Please format the lines of the material below, from the line containing "For every instance of the tree trunk" to the line containing "x=265 y=371", as a JSON list of strings with one string per line. Omit blank lines and include only those lines.
--- Start of Data for the task ---
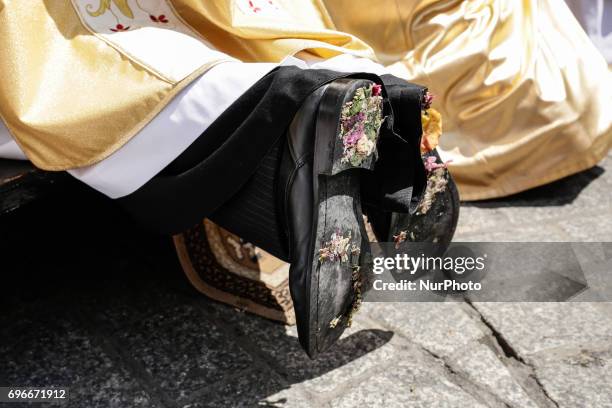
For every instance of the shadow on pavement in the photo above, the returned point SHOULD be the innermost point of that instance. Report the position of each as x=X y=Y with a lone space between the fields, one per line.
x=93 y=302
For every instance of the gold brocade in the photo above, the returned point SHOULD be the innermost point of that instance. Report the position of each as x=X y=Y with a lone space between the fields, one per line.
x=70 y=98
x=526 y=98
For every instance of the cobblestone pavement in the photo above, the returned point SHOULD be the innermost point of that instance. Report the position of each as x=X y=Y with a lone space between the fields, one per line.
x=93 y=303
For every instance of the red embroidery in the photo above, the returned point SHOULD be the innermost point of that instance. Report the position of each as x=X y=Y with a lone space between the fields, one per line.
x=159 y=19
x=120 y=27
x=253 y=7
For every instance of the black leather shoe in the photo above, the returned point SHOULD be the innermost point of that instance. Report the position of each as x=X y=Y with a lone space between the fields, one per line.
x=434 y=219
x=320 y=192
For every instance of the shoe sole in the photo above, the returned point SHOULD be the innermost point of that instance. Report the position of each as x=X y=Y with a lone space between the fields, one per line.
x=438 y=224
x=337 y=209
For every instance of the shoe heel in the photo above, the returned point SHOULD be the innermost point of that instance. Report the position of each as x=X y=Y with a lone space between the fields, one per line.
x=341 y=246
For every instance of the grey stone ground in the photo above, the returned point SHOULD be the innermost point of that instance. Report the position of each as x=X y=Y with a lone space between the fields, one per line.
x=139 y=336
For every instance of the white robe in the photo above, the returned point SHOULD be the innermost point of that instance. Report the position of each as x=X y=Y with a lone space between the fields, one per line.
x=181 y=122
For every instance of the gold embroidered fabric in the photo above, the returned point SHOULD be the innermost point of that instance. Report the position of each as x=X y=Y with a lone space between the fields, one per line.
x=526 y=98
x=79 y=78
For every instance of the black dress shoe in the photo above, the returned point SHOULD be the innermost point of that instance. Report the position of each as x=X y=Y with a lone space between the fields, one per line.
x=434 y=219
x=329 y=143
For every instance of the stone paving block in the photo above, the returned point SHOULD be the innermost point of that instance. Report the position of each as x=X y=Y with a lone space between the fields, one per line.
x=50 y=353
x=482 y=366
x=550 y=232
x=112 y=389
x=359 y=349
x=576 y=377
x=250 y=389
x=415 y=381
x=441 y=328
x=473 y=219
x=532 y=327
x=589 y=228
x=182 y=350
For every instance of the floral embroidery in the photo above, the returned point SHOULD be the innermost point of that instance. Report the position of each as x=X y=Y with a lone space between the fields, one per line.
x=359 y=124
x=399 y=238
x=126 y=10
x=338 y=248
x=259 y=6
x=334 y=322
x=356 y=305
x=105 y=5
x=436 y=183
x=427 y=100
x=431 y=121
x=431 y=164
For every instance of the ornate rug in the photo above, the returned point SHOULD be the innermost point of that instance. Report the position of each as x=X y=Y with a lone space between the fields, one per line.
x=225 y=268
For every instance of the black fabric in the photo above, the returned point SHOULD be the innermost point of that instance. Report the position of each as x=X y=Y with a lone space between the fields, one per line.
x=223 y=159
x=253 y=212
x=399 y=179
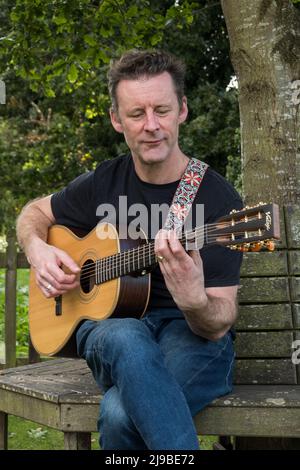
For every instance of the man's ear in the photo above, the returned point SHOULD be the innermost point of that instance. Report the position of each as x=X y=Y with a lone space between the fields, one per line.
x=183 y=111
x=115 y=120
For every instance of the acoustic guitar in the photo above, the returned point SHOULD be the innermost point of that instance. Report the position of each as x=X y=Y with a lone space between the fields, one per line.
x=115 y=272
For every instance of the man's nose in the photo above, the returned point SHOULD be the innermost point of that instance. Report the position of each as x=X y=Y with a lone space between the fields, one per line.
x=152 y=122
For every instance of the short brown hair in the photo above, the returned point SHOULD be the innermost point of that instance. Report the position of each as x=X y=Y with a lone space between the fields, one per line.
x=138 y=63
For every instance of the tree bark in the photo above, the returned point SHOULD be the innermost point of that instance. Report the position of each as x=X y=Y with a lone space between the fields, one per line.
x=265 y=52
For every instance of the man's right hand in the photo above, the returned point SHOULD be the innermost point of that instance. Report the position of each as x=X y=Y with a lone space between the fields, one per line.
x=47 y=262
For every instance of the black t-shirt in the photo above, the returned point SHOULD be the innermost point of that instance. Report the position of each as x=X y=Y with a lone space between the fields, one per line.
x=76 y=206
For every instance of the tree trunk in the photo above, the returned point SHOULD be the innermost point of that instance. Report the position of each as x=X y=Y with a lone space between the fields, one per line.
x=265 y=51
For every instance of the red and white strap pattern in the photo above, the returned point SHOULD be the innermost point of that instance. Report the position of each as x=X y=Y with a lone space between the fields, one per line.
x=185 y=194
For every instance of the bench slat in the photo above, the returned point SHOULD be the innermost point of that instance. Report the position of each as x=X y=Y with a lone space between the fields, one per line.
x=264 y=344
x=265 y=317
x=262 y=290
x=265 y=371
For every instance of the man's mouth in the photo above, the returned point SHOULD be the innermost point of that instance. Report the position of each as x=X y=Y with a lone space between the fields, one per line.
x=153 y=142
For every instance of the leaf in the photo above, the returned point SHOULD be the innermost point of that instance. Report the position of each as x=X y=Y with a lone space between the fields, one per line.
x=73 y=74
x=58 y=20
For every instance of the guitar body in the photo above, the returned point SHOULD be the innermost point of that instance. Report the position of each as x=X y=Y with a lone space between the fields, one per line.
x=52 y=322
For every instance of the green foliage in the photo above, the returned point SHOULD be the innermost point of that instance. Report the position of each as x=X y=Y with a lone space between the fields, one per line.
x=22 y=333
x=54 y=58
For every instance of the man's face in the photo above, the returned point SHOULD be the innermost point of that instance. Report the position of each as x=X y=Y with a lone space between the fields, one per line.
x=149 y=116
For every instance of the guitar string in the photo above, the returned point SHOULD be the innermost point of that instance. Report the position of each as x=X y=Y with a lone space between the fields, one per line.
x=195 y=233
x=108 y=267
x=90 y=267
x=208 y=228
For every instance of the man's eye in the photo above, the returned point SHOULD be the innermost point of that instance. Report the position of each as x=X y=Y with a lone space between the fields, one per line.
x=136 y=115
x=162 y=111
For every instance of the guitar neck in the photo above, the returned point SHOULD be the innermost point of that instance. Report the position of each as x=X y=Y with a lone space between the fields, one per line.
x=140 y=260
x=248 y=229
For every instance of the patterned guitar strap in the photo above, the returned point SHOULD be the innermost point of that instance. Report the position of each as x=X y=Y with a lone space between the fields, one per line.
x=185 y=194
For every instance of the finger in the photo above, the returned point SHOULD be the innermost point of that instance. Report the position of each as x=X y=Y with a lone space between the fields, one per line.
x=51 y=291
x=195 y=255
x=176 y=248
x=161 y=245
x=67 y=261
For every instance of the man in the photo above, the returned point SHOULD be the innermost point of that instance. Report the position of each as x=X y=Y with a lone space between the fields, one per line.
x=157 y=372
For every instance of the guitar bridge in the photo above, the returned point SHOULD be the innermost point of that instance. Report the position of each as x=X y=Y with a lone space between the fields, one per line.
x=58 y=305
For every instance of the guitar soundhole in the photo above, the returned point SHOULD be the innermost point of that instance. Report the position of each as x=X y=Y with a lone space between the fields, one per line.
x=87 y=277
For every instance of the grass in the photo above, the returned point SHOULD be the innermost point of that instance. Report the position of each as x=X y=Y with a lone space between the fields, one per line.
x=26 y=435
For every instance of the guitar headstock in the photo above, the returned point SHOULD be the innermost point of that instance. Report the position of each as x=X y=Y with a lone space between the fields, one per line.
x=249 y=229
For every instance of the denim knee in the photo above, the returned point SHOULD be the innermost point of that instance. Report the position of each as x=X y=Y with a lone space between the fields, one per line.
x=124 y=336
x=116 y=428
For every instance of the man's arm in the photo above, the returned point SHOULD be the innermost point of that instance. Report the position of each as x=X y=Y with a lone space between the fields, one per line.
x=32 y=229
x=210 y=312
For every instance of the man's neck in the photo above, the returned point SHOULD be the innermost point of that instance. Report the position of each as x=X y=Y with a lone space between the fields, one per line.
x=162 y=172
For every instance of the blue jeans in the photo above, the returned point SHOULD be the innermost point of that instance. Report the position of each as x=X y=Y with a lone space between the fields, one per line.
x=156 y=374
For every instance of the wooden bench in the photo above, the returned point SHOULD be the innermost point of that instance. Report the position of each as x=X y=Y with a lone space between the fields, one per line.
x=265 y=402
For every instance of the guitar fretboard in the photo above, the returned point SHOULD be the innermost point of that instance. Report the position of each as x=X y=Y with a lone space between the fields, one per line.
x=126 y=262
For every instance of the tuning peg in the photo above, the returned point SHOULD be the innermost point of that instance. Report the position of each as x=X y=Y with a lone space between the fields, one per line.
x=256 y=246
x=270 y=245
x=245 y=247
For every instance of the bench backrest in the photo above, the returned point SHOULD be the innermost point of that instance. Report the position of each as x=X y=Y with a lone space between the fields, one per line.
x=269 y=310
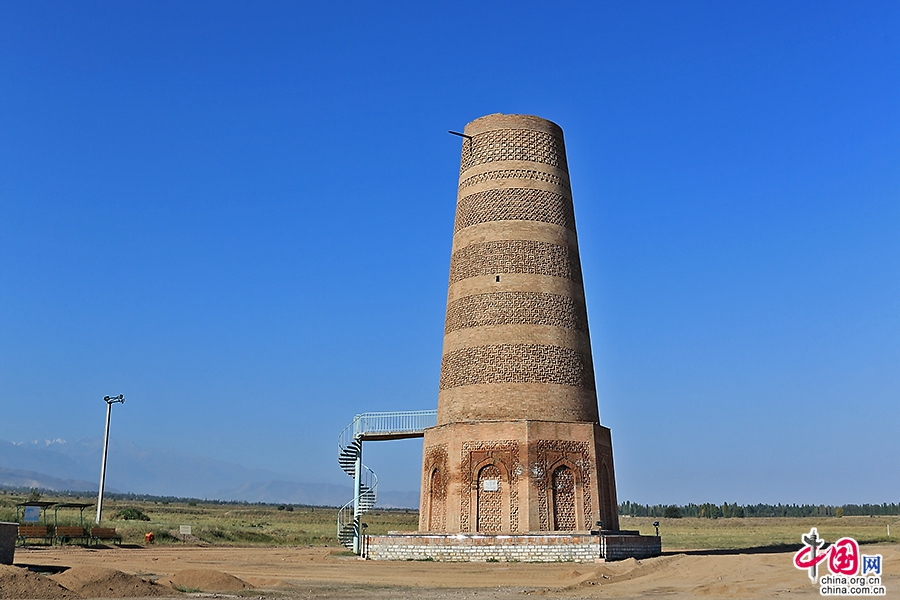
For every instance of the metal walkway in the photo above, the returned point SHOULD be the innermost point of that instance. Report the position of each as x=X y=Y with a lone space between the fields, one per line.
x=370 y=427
--- End of Data for the task ---
Complete answer =>
[
  "For every instance of the tree trunk in the photo above, the returned point SHOULD be the innermost point of that instance. Report the position of each as x=X y=Y with a lone space between the fields, one per line.",
  "x=265 y=51",
  "For every instance of the red and white strap pattern in the photo above, the returned point SHOULD be the innermost point of that instance. Report the position of each as x=X y=Y with a lone space between the fields, one per line.",
  "x=185 y=194",
  "For every instance of the bench slat in the photo above, the returned point SHOULD be the innermost point of that instance. Report the position of each as x=X y=Y with a lone space between the fields, one per line.",
  "x=264 y=344",
  "x=265 y=317",
  "x=262 y=290",
  "x=265 y=371"
]